#### Given data:
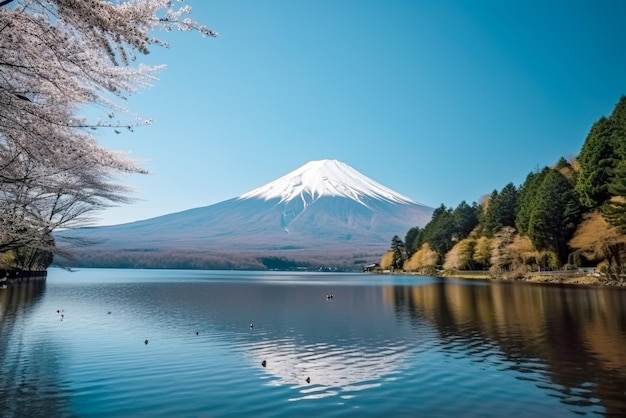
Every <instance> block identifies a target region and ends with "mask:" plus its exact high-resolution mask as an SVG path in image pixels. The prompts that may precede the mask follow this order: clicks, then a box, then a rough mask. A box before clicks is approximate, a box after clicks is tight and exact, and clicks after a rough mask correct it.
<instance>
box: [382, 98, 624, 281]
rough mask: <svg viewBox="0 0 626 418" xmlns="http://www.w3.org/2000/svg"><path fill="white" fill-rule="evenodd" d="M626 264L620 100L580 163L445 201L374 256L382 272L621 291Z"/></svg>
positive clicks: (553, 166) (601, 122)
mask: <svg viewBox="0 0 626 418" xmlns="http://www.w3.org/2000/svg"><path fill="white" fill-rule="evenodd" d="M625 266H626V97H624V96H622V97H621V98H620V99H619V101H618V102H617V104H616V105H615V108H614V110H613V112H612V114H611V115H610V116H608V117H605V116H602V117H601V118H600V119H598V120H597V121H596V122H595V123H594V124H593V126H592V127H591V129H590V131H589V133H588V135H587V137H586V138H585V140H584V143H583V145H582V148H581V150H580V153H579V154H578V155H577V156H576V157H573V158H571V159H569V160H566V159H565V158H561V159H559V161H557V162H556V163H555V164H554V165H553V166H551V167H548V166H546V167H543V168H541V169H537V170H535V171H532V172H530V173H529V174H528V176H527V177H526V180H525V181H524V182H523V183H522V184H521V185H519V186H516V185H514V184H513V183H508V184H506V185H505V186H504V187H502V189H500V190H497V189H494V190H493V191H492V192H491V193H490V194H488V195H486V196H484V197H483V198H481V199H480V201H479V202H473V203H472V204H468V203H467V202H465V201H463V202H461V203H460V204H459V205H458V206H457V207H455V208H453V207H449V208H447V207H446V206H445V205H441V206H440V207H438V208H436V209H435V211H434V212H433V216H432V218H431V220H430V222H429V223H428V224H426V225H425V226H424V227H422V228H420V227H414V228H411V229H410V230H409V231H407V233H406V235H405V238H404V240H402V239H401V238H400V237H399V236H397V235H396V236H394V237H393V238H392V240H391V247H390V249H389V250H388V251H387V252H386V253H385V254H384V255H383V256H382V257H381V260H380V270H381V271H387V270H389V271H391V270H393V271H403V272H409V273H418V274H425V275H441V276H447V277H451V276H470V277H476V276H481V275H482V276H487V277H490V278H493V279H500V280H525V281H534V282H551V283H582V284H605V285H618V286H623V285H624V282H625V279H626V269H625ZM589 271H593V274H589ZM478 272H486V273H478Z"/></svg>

#### What is required:
Output must match the lines from the start of the records above through the line that contains "rough mask: <svg", exactly and with every picture removed.

#### Result for this task:
Every <instance> block identifies a target region and ends with "mask:" plus its exact high-resolution mask as an SVG path in image pixels. The prompts that may precede the mask follow this order: clicks, then a box, then a rough mask. A box before clicks is approximate, a box after clicks is tight and exact, and clicks after a rough mask correct it.
<instance>
box: [382, 98, 624, 281]
rough mask: <svg viewBox="0 0 626 418" xmlns="http://www.w3.org/2000/svg"><path fill="white" fill-rule="evenodd" d="M626 264L620 100L580 163L445 201L374 256L382 272L621 291Z"/></svg>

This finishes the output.